[Image region labeling entries]
---

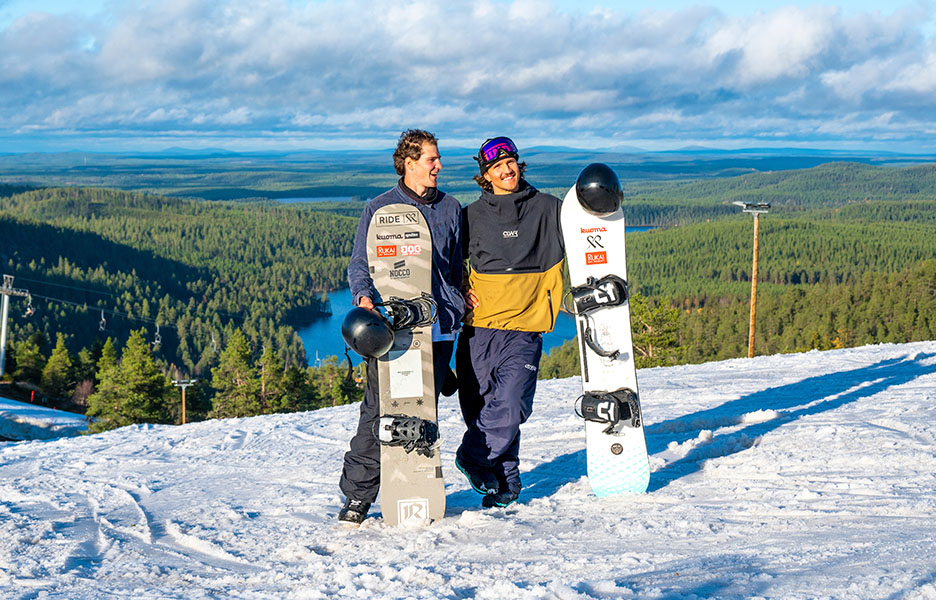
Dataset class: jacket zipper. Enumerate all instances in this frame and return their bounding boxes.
[546,290,556,327]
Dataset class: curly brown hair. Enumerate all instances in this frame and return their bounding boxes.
[474,162,526,193]
[393,129,439,175]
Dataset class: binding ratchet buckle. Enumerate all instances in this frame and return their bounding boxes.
[375,292,439,331]
[374,415,439,458]
[575,388,641,433]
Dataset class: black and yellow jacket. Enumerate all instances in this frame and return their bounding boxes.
[462,181,564,332]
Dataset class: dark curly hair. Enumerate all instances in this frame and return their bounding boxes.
[474,162,526,194]
[393,129,439,175]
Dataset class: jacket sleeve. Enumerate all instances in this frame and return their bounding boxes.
[446,200,465,329]
[348,204,377,306]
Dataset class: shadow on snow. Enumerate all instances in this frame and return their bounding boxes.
[500,353,936,506]
[646,353,936,492]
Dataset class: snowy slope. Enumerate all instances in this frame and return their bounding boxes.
[0,398,88,440]
[0,342,936,599]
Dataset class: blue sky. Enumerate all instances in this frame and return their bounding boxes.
[0,0,936,152]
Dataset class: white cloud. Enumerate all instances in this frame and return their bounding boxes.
[0,0,936,150]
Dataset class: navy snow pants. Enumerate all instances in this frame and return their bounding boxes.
[455,327,543,494]
[338,341,455,504]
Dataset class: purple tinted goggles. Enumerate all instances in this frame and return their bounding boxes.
[478,137,520,163]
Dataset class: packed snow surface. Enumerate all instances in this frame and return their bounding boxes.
[0,398,88,442]
[0,342,936,600]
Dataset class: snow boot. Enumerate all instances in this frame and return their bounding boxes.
[338,498,370,525]
[455,456,500,495]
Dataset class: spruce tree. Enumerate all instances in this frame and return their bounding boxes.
[13,333,46,384]
[87,329,175,433]
[209,329,261,418]
[40,333,74,398]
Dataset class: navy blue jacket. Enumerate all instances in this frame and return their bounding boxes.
[348,183,465,334]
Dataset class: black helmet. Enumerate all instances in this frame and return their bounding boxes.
[575,163,624,217]
[341,306,393,358]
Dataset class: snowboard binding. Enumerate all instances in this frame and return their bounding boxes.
[374,415,439,458]
[375,292,439,331]
[575,388,641,433]
[563,275,629,316]
[563,275,629,360]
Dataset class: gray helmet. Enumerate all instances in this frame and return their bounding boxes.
[341,306,393,358]
[575,163,624,217]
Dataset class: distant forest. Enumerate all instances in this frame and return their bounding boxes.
[0,163,936,422]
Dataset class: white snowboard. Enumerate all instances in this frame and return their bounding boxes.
[561,186,650,497]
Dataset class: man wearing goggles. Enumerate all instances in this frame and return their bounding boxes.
[455,137,564,507]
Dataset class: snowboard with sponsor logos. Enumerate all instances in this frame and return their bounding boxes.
[561,169,650,497]
[367,204,445,525]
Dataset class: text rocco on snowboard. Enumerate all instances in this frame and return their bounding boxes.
[338,129,465,523]
[455,137,564,506]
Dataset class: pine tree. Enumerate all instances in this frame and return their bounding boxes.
[40,333,74,398]
[260,346,295,413]
[630,294,681,369]
[209,329,261,418]
[13,333,46,384]
[87,329,174,433]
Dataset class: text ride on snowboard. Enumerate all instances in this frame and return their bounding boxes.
[338,130,464,525]
[562,163,650,497]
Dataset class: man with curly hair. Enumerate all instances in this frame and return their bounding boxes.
[338,129,465,524]
[455,137,564,507]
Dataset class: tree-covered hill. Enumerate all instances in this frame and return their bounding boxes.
[0,188,356,373]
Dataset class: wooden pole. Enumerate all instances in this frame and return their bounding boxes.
[172,379,198,425]
[748,213,760,358]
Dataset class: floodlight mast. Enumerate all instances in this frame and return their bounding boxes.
[734,201,770,358]
[172,379,198,425]
[0,275,29,377]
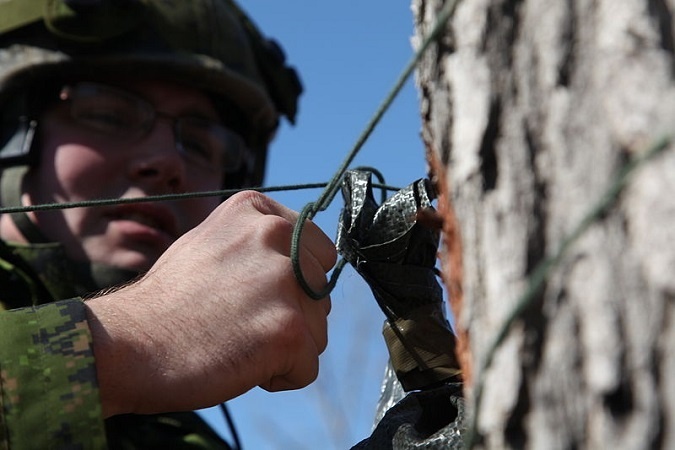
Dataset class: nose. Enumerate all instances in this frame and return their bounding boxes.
[129,120,186,193]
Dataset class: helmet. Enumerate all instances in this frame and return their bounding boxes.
[0,0,302,187]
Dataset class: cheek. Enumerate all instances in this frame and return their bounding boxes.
[53,144,119,201]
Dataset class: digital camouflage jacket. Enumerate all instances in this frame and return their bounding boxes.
[0,241,230,450]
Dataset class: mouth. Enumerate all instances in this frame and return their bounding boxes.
[108,203,178,239]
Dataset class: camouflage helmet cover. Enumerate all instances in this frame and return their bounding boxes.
[0,0,302,185]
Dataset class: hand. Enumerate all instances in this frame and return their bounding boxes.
[87,192,337,416]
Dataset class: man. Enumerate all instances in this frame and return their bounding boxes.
[0,0,336,449]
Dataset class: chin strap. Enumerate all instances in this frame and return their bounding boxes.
[0,166,49,244]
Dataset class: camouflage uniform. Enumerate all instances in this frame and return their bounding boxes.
[0,243,230,450]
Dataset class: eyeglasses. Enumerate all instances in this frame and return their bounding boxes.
[59,83,249,173]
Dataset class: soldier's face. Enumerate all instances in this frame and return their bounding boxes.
[19,81,230,271]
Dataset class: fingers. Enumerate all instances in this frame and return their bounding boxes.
[227,191,337,272]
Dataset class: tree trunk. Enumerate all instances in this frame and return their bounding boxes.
[413,0,675,450]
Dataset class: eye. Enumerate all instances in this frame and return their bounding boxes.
[76,108,133,134]
[180,134,216,164]
[71,95,140,134]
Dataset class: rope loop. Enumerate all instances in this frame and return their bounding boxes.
[291,202,346,300]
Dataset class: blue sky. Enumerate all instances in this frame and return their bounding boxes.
[198,0,436,450]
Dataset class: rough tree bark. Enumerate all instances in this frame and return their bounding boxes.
[413,0,675,450]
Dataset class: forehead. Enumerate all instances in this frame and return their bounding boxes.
[69,78,217,116]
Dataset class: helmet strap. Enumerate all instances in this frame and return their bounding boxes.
[0,166,49,244]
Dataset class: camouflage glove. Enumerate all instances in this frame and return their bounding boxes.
[337,171,459,391]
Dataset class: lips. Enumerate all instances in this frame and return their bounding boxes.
[106,203,178,239]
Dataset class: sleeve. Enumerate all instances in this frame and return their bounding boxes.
[0,299,106,450]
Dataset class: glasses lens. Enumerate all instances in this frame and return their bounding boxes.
[176,117,245,173]
[61,83,154,139]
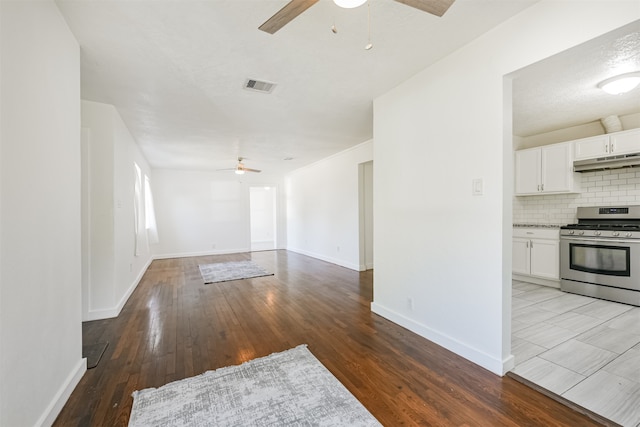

---

Task details -> Can you print all of the data above word for word, leaving the pictures out?

Result of this task ->
Dataset class: jacket zipper. Enumerate all instances in this frame and return their bounding boxes.
[546,290,556,327]
Dataset class: curly brown hair. Enumerate all instances in this frame and return their bounding boxes.
[474,162,526,193]
[393,129,439,175]
Dataset class: binding ratchet buckle. Enumerate all instances in this frame and return their bounding boxes.
[375,292,439,331]
[374,415,439,458]
[575,388,641,433]
Dataset class: black and yellow jacket. Enumerate all instances in this frame and return their bounding boxes.
[462,181,564,332]
Dataset class: dark curly hair. Enumerate all instances in this frame and return their bounding boxes.
[474,162,526,194]
[393,129,439,175]
Dataset class: jacket sleeve. Enumerate all instances in this frame and return their bounding boxes.
[446,200,465,329]
[348,204,377,306]
Dataset class: shadow on snow. Enumerate all instances in this frame and return their bounding boxes.
[500,353,936,506]
[646,353,936,492]
Dataset class: snowy slope. Enumerate all instances in this frame and return their bounding boxes.
[0,398,88,440]
[0,342,936,599]
Dataset class: blue sky. Enumerate all instances in this frame and return their bounding boxes.
[0,0,936,152]
Dataset class: white cloud. Enumerate all instances in this frame and return their bounding boxes.
[0,0,936,150]
Dataset class: navy snow pants. Enumerate all instances in this frame and return their bounding boxes.
[455,327,543,494]
[338,341,455,504]
Dataset class: purple tinted goggles. Enumerate all instances in this frame and return their bounding boxes.
[478,137,520,163]
Dataset class: packed snow surface. Enumerate all instances in this frame and return their bounding boxes.
[0,398,88,442]
[0,342,936,600]
Dataset class: snow boot. Enumerate all instances in this frame and return their bounding boxes.
[338,498,370,525]
[455,456,500,495]
Dataset class: spruce tree. Enumerate all instances in this frame and return their bounding boxes.
[13,333,46,384]
[87,329,175,433]
[209,329,261,418]
[40,333,74,398]
Dataset class: navy blue jacket. Enumerate all instances in this frame and return their bounding boxes.
[348,183,465,334]
Dataset class: black helmet. Enumerate all instances in this frame and return their bounding boxes.
[575,163,624,217]
[341,306,393,358]
Dataset class: snowboard binding. Enumerate all instances in this frame and return their bounding boxes.
[374,415,439,458]
[375,292,439,331]
[575,388,641,433]
[563,275,629,316]
[563,275,629,360]
Dataset class: gray helmet. Enumerate all instances in this frame and return their bounding boxes.
[341,306,393,358]
[575,163,624,217]
Dataset class: distant forest. Enumerate all instances in this frame and return their bounding boxes.
[0,163,936,422]
Dataset class: white snowboard. Enumerate all instances in this frame and return their bounding boxes.
[561,186,650,497]
Dataset class: man wearing goggles. Enumerate all instances in this frame and return their bounding boxes.
[455,137,564,507]
Dataset class: snowboard with sponsor logos. Enumerate all instances in this frame and return their bounding boxes.
[561,169,650,497]
[367,204,445,525]
Dataset class: text rocco on snowboard. Enumerate all instances in this frame and return their bounding boxes.
[338,129,465,523]
[455,137,564,506]
Dataset class: pine tree. Enumerate all instances in this frame and return their bounding boxes.
[40,333,74,398]
[260,346,295,413]
[630,294,681,369]
[209,329,261,418]
[13,333,46,384]
[87,329,174,433]
Dataset class: text ride on snowboard. Enumerate all instances in this frame and return their bounding boxes.
[338,130,464,525]
[562,163,650,497]
Dataset class: man with curly hair. Enumerate all instances in this frame and return their bounding boxes.
[338,129,465,524]
[455,137,564,507]
Dataset class: tree-covered hill. Enumerate all instances in this frame and return their bounding boxes.
[0,188,356,373]
Dataset class: wooden pole. Enumerate all instances in this frame and return their bounding boxes.
[172,379,198,425]
[748,213,760,358]
Dataset class: floodlight mast. Enumerate all instances in this frame and return their bounding boxes.
[734,201,770,358]
[172,379,198,425]
[0,275,29,377]
Dataset class: nose. Enumerate all instances in this frame and return their bounding boxes.
[129,120,186,193]
Dataset class: helmet. Enumerate all instances in this frame and return their bounding boxes.
[0,0,302,187]
Dataset class: cheek. Enumerate all instances in this frame and return their bounding boxes.
[53,144,119,201]
Dataset class: digital camouflage jacket. Enumerate all instances in this frame and return their bounding boxes.
[0,241,230,450]
Dataset class: mouth. Enumerate all instances in this frame and return their bounding boxes.
[108,203,178,239]
Dataset class: camouflage helmet cover. Enumerate all instances in this frame and return their bounding boxes.
[0,0,302,185]
Dataset class: hand. Enumerate all instances in this frame and return their bounding boxes.
[87,192,337,416]
Dataset class: man. Enumerate all instances in this frame and return their bounding boxes.
[0,0,336,449]
Dataset class: chin strap. Enumerate all instances in this frame and return their bounding boxes.
[0,166,49,244]
Dataset class: camouflage uniform. Enumerate all instances in this frame and return their bounding boxes.
[0,243,230,450]
Dataset class: eyeglasses. Enumerate all instances in this frame and return their bounding boxes.
[59,83,249,173]
Dataset class: soldier's face. Enumerate all instances in this frame and return their bounding boxes.
[19,81,230,271]
Dataset class: fingers. Enumerate all instances in this frame and return their bounding boxes.
[227,191,337,272]
Dataset class: tree trunk. Enumerate all instances in this frame and return their bounding boxes.
[413,0,675,450]
Dataset class: eye. Enumerate all instances in this frame and return their bounding boxes.
[76,108,133,134]
[180,134,216,164]
[71,95,140,134]
Dataset class: rope loop. Enumerate all instances in this frame and return their bounding boxes.
[291,202,346,300]
Dataset class: blue sky. Enumerate all instances in this frame and return their bounding boxes.
[198,0,436,450]
Dataset class: rough tree bark. Enumerate all instances in this frame and return their bounding boxes.
[413,0,675,450]
Dataset class: forehead. Enumerate all instances in this frame and return their bounding boxes.
[69,78,217,116]
Dataset class: helmet strap. Enumerate all instances in this frame and return their bounding boxes.
[0,166,49,244]
Dataset class: camouflage glove. Enumerate all instances in this frame and return their bounding boxes.
[337,171,459,391]
Dataset class: lips. Enumerate all instances in this frame and return their bounding boxes.
[106,203,178,239]
Dataset class: sleeve. Enumerate all instances in this frame and return their bounding boxes.
[0,299,106,450]
Dataset class: glasses lens. Enumerate all instances in this frame and return their bounding boxes.
[176,117,245,173]
[61,83,154,139]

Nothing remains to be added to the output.